▶ ЗАДАНИЕ 1:
Пожалуйста, обновите фрагмент текста о русской словесности начала XIX века, начиная со слов «Эпоха всевозможных подражаний» и далее до слов «и изящная словесность.»: приведите его заново, заменив «писатель» на «литератор».

▶ ИСХОДНЫЙ ТЕКСТ:
════════════════════

В силу растущего народного самосознания во многих укоренялось законное желание видеть цветущей самобытную науку и самобытную литературу. Нам хотелось сохранить наш национальный облик среди других народов, и мы с нетерпением ждали, чтобы наши национальные особенности поскорее отразились и на плодах нашей науки, и в художественном творчестве. Уже тогда сказывалось в некоторых людях желание отстоять против западных идей, западных обычаев и образцов западной словесности нашу русскую жизнь в ее духовном проявлений. Для удовлетворения такого национального чувства у нас было тогда, конечно, еще мало средств. Наука была в зародыше, изящная литература только что начинала развиваться. Тем не менее труды сторонников национальной идеи дали хорошие результаты. Попытки создать ‘самобытный’ литературный язык при помощи внесения в него слов и оборотов старой славянской речи потерпели неудачу, но разработка народной старины пошла очень успешно. Стали издаваться памятники старого народного творчества, делались археологические разыскания, собирались исторические документы. Карамзиным в ‘Истории Государства Российского’ вся эта старина была сведена в одно целое, а поэты и романисты принялись за обработку народных или мнимо народных сюжетов нашего легендарного и исторического прошлого. Художники, а за ними и критики, стали задумываться над вопросом о водворении ‘народности’ в литературе, разумея под этим неопределенным словом все, что носило на себе хотя бы внешний только отпечаток родной старины или живой, родной действительности.
Эпоха всевозможных подражаний в литературе кончилась, и писатель начинал ценить в своем творчестве больше то, что его отличало от других, чем то, что в нем напоминало хорошие образцы, по которым он учился. Желание и в сфере искусства дать почувствовать силу самобытности становилось в художнике господствующим, и он торопился из положения ученика перейти поскорее на положение учителя
Так — при необычайно разностороннем богатстве идей и чувств, которые приходили к нам с Запада, и при быстро растущем национальном самосознании — стала развиваться наша умственная и общественная жизнь в начале XIX века, а с ними вместе и изящная словесность.
Говоря об оживлении умственной и общественной жизни тех годов, надо помнить, однако, что ее движение свершалось в кругу ограниченном, в кругу почти исключительно дворянском — военном, чиновном и помещичьем. Вся остальная громадная народная масса, слагавшаяся из других классов, в этом движении принимала самое ничтожное участие или совсем на него не откликалась. Но в классах интеллигентных работа мысли шла ходом очень оживленным и в самых разнообразных направлениях.

════════════════════

▶ СОХРАНЁННЫЕ ЗАПИСИ:
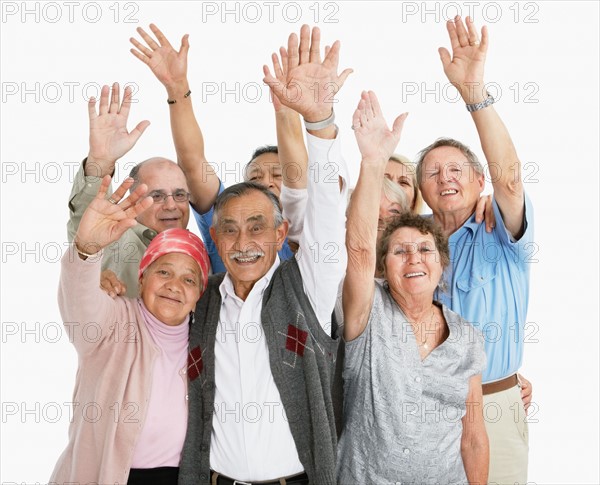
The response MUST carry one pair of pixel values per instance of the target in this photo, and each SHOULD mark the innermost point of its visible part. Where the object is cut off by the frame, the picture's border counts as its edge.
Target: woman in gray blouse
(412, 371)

════════════════════

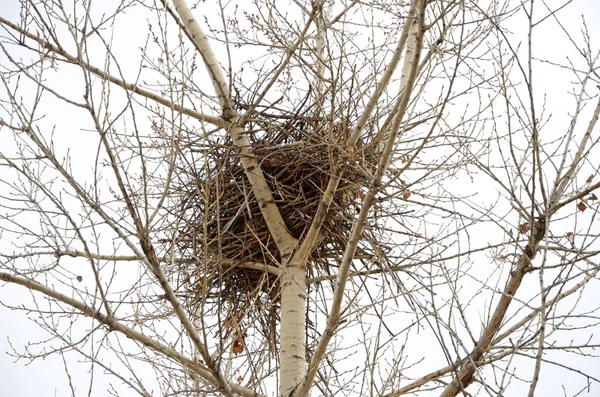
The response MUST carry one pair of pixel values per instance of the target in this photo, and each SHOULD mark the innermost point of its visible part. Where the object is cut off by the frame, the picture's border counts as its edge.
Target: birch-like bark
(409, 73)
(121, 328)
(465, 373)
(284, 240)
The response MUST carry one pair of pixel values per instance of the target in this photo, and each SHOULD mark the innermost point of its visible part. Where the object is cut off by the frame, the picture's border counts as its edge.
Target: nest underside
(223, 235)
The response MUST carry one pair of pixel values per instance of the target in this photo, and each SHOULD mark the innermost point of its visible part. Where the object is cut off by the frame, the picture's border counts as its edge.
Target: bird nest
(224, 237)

════════════════════

▶ ЗАДАНИЕ 2:
Соберите все строки из записей выше, где встречается строка «nest», учитывая регистр букв.

▶ ПОЛНЫЙ ОТВЕТ 1:
Эпоха всевозможных подражаний в литературе кончилась, и литератор начинал ценить в своем творчестве больше то, что его отличало от других, чем то, что в нем напоминало хорошие образцы, по которым он учился. Желание и в сфере искусства дать почувствовать силу самобытности становилось в художнике господствующим, и он торопился из положения ученика перейти поскорее на положение учителя
Так — при необычайно разностороннем богатстве идей и чувств, которые приходили к нам с Запада, и при быстро растущем национальном самосознании — стала развиваться наша умственная и общественная жизнь в начале XIX века, а с ними вместе и изящная словесность.

▶ ПОЛНЫЙ ОТВЕТ 2:
Target: nest underside
Target: bird nest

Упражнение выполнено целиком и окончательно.